Start Material provided

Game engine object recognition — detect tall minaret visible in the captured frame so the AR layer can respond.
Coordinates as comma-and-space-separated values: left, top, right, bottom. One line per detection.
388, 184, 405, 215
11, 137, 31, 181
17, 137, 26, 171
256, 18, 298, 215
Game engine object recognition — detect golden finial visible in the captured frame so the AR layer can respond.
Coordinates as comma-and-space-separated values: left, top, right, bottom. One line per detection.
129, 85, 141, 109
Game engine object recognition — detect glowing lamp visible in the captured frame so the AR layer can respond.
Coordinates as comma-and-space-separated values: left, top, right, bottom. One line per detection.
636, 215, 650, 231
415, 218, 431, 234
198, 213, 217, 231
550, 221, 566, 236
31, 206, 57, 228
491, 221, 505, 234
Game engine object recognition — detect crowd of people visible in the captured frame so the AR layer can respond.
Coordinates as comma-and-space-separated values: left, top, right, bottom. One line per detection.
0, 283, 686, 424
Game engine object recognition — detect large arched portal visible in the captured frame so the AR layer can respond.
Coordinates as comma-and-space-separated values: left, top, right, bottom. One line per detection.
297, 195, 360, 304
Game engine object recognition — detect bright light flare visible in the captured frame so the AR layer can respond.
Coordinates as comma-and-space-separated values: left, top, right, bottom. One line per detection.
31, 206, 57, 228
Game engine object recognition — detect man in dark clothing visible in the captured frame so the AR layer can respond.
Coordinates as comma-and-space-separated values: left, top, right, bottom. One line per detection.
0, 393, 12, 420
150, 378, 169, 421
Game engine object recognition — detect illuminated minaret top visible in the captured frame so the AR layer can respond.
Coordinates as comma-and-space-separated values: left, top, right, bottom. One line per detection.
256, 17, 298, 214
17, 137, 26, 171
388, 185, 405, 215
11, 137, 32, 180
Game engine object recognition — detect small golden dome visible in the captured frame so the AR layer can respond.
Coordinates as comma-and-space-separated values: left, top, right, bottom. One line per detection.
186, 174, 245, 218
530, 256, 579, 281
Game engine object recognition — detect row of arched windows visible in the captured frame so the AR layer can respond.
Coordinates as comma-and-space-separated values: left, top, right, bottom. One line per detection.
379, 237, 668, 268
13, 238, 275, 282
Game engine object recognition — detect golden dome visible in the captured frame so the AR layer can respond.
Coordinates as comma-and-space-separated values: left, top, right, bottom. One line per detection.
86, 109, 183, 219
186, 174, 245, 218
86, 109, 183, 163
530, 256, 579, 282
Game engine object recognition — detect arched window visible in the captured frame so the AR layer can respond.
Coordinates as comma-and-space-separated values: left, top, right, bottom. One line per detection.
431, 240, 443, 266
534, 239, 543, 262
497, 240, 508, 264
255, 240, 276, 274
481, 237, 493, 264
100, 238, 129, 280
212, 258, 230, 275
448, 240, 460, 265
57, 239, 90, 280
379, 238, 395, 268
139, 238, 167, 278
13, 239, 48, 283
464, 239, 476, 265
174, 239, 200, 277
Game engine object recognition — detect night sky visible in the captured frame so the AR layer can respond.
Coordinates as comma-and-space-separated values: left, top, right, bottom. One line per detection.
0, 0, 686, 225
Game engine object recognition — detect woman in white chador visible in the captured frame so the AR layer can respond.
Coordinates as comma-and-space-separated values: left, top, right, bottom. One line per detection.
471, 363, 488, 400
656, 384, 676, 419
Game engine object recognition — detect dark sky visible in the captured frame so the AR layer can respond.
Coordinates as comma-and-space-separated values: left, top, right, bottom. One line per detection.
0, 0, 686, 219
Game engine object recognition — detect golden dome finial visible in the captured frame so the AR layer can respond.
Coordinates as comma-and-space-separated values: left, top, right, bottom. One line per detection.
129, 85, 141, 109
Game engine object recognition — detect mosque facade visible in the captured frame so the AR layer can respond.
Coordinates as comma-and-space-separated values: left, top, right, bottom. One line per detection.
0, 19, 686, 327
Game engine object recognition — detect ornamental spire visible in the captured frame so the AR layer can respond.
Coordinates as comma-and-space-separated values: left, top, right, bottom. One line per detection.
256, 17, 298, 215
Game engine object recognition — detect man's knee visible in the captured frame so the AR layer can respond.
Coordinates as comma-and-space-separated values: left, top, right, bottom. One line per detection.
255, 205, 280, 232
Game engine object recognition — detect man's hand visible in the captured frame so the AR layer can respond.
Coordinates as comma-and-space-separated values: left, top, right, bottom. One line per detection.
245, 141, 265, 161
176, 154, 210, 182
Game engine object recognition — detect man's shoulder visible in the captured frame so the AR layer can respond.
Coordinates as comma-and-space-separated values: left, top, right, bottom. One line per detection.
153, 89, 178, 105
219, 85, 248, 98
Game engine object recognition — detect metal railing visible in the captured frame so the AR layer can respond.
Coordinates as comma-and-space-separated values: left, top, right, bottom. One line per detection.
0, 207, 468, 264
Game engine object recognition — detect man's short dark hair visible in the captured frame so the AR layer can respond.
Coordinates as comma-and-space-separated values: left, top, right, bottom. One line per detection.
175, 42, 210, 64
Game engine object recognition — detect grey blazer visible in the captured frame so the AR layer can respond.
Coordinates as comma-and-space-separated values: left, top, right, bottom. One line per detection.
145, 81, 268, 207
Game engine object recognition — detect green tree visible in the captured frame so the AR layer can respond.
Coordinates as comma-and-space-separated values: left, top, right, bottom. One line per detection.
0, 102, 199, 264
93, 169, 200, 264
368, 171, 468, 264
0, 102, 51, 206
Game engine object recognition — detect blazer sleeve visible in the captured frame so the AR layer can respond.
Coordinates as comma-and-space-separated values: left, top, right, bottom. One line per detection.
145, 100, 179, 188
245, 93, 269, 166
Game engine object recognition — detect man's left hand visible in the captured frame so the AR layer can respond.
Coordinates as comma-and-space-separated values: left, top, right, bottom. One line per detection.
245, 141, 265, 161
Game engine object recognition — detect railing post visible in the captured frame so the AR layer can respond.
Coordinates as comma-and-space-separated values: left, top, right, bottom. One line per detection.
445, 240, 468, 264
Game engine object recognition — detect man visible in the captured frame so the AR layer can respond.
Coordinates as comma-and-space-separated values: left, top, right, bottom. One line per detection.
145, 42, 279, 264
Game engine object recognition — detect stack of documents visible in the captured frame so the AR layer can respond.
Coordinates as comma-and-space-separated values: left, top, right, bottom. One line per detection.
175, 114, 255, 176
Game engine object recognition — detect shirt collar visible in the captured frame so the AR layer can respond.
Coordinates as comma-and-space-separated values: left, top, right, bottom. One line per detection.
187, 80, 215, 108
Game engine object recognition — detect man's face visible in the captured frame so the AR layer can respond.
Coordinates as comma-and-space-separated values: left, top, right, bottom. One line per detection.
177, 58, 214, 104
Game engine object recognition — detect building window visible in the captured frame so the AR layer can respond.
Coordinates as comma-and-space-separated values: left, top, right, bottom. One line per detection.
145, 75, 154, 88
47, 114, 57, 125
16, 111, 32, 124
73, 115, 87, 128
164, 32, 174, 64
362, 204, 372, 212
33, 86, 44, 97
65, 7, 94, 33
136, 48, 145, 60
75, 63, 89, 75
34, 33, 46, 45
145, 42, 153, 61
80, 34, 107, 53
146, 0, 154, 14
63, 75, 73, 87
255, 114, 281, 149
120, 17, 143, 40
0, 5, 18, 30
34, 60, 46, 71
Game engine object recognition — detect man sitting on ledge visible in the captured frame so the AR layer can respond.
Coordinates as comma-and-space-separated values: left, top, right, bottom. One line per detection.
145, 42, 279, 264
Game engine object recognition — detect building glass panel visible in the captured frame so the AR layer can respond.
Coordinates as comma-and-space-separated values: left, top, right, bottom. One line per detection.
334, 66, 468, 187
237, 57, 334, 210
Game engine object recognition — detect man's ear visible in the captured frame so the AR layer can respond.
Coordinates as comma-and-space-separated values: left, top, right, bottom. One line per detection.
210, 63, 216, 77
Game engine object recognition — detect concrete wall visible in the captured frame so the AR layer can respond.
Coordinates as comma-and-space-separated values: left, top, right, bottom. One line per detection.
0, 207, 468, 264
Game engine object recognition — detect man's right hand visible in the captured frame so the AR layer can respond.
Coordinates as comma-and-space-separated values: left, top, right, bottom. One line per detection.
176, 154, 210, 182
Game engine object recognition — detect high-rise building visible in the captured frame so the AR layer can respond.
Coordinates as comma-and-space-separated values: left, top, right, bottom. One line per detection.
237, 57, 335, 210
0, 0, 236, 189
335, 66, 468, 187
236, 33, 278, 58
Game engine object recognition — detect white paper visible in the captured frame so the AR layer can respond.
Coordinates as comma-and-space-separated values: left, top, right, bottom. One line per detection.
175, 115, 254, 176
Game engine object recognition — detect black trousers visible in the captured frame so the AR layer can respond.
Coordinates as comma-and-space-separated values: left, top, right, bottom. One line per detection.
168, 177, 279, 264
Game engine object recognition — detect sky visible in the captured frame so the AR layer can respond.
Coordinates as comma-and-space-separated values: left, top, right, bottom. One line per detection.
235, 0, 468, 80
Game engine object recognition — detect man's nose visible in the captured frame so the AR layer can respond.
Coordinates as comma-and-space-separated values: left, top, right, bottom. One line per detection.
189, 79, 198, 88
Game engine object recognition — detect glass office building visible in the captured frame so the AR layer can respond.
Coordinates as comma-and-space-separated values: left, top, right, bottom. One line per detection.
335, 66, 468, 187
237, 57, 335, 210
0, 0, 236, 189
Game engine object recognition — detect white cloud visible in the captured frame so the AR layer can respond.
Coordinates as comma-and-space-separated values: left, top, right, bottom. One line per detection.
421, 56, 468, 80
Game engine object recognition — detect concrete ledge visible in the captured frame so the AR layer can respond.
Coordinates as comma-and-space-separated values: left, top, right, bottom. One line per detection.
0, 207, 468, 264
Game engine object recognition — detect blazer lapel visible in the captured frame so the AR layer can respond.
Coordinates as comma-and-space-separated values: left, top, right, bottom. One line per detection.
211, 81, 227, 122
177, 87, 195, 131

End Material provided
Start Material provided

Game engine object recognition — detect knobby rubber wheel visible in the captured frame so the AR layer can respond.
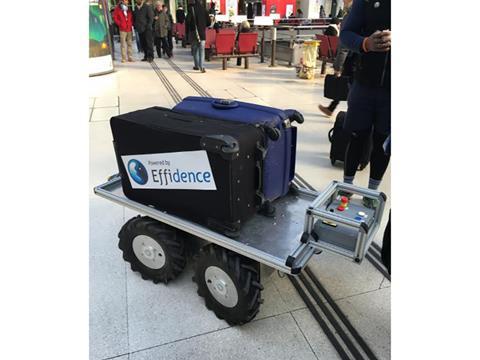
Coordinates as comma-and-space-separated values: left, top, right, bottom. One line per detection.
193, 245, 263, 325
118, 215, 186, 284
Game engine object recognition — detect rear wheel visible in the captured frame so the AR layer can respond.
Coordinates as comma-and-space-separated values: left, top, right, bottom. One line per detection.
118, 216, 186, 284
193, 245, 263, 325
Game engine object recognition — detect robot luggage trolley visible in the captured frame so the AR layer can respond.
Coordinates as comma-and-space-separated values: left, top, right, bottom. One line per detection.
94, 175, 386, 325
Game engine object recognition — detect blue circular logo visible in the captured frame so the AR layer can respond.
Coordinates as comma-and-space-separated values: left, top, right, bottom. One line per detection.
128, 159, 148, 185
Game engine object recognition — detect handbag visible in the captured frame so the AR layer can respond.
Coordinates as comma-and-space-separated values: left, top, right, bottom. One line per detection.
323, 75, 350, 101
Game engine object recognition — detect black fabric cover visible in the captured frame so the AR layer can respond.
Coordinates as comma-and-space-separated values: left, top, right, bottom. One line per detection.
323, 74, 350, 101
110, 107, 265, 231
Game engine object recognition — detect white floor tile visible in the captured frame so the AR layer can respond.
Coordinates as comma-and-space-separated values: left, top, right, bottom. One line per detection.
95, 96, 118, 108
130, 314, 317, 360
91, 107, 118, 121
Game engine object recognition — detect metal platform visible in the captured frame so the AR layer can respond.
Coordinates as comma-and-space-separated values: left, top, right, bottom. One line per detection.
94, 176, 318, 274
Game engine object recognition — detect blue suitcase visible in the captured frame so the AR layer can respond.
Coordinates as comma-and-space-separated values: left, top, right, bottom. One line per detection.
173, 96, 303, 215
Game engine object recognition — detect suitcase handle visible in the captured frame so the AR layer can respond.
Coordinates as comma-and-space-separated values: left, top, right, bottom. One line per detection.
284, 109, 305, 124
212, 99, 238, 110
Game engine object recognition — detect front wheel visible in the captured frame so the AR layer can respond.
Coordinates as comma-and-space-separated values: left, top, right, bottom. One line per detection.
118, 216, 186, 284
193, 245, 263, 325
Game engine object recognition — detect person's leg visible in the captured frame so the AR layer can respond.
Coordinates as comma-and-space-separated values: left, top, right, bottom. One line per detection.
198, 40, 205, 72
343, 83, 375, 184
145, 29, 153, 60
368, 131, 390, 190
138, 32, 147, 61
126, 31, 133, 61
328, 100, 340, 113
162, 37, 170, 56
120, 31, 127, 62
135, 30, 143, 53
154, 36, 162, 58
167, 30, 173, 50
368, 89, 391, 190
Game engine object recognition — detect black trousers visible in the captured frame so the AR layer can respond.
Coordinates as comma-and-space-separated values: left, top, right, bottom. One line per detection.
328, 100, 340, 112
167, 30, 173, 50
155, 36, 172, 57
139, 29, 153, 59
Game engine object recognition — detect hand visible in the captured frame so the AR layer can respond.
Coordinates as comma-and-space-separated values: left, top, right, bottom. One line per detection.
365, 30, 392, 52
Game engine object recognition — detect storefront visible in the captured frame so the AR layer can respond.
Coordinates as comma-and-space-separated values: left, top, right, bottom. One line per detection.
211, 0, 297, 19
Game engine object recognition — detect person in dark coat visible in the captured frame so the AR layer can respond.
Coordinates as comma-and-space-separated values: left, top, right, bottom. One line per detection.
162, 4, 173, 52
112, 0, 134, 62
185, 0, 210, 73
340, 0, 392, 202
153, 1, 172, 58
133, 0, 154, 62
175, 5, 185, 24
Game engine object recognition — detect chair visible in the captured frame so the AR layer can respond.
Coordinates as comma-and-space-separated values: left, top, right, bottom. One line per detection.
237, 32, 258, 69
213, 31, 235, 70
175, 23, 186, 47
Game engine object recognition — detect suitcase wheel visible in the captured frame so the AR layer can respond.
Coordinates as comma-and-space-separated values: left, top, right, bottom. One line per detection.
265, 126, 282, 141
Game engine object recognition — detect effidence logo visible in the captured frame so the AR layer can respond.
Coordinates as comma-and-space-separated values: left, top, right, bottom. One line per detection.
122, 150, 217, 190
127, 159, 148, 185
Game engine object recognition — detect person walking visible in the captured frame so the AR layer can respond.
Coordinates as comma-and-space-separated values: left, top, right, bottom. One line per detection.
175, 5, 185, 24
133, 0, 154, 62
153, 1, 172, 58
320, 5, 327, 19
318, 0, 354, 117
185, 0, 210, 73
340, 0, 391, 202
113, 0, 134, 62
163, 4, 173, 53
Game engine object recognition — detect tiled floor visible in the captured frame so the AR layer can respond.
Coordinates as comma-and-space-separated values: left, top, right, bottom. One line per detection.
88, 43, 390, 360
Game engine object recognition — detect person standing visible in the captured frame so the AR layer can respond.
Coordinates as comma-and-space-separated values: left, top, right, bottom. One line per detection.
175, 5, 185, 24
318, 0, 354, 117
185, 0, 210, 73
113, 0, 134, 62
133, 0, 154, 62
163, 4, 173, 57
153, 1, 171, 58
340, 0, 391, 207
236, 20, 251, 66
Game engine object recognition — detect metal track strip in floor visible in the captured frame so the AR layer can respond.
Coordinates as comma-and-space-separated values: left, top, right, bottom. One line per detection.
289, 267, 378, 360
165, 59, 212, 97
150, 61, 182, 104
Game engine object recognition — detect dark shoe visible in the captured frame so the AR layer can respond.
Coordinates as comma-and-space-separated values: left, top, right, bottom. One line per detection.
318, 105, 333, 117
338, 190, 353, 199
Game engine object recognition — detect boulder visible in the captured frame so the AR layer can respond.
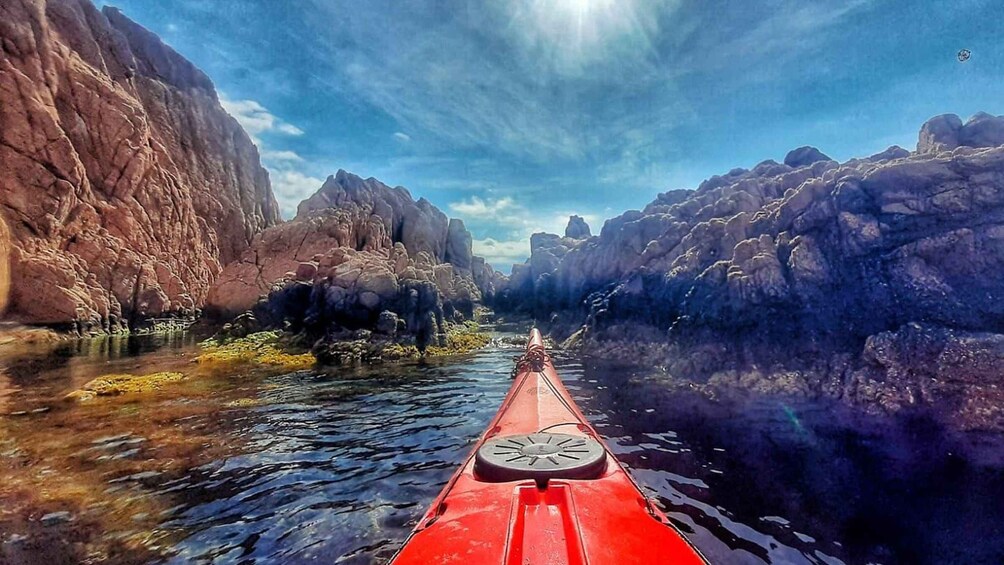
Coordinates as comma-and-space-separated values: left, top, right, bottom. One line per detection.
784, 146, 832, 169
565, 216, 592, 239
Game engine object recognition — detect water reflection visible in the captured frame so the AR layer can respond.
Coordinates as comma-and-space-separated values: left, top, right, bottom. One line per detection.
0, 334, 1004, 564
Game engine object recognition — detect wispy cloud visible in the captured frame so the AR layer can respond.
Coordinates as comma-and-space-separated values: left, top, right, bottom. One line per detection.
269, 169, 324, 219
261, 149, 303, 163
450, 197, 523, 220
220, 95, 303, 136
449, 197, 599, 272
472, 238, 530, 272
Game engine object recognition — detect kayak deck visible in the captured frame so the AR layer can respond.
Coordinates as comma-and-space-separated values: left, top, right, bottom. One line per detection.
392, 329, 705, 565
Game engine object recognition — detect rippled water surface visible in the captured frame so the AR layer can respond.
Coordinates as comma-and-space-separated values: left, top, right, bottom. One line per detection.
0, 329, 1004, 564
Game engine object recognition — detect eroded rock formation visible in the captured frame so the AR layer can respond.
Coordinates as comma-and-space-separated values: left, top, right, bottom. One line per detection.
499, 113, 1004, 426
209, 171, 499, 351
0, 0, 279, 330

End Material provided

▶ **Problem to solve**
Can you repeat, word for word, the lines of the entries that start with the line containing "Game engine object recognition — detect rear" and run through the line containing "212, 99, 238, 110", with both of those lines included?

▶ **Response to this task**
Game engine object recognition — detect rear wheel visible in the captured frame so the AR layer can respond.
Coordinates as comma-and-space-separated values: left, top, right, bottom. One line per detection.
118, 216, 186, 284
193, 245, 263, 325
Game engine object recognition — detect robot luggage trolley visible in the captured frame so the AR layer can respond.
Coordinates as comma-and-space-separated values: left, top, right, bottom. One line per detection.
94, 175, 386, 325
Game engine object recognition — detect blue circular logo visible in the captured frame so the AR layer can respond.
Coordinates as comma-and-space-separated values: left, top, right, bottom. One line per detection.
128, 159, 148, 185
Game engine object recognition — detect handbag visible in the captured frame so the AR layer can respond.
Coordinates as comma-and-space-separated values: left, top, right, bottom. One line per detection.
323, 75, 350, 101
Game engine object recognition — detect black fabric cover visible in the captured frame so the AR layer can respond.
Coordinates as comma-and-space-separated values: left, top, right, bottom. One line per detection.
323, 74, 350, 101
110, 107, 265, 231
Game engine object recognition — detect white floor tile visible in the captured frame so the AR layer can respond.
Coordinates as comma-and-space-separated values: left, top, right, bottom. One line per detection.
95, 96, 118, 108
130, 314, 317, 360
91, 107, 118, 121
Game engine object recognition — detect metal platform visible in the captured frame so the AR layer can respond.
Coordinates as comma-and-space-separated values: left, top, right, bottom. One line per detection.
94, 176, 318, 274
Game engine object recognition — detect blue suitcase visible in the captured frame so the AR layer can respond.
Coordinates as comma-and-space-separated values: left, top, right, bottom. One line per detection.
173, 96, 303, 215
Game engine object recognition — detect suitcase handle visible in the captured frame so the AR layer can respond.
Coordinates as comma-and-space-separated values: left, top, right, bottom. One line per detection.
284, 109, 305, 124
212, 99, 238, 110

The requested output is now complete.